(Items from a dataset)

[start]

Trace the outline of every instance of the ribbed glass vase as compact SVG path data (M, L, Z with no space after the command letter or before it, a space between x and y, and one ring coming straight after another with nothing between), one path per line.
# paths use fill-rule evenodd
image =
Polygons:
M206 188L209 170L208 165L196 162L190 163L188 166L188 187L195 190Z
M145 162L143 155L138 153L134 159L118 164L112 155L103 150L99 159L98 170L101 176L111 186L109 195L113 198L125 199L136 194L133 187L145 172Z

[end]

> **Short exercise**
Can you give every line of the items above as a Markdown table with the columns "Row" and "Line", skipping any blank lines?

> **Correct answer**
| Row | Line |
|---|---|
| 1 | Trace the outline of every instance of the ribbed glass vase as compact SVG path data (M, L, Z with no space after the command letter or before it, a space between x and y, and one ring coming straight after another with nothing between), one path per line. |
| 2 | # paths use fill-rule evenodd |
| 3 | image = |
| 4 | Polygons: |
| 5 | M206 188L209 170L208 165L196 162L190 163L188 166L188 187L195 190Z |
| 6 | M145 162L143 155L138 153L134 159L118 164L112 155L103 150L99 159L98 170L101 176L111 186L109 195L113 198L125 199L136 194L133 187L145 172Z |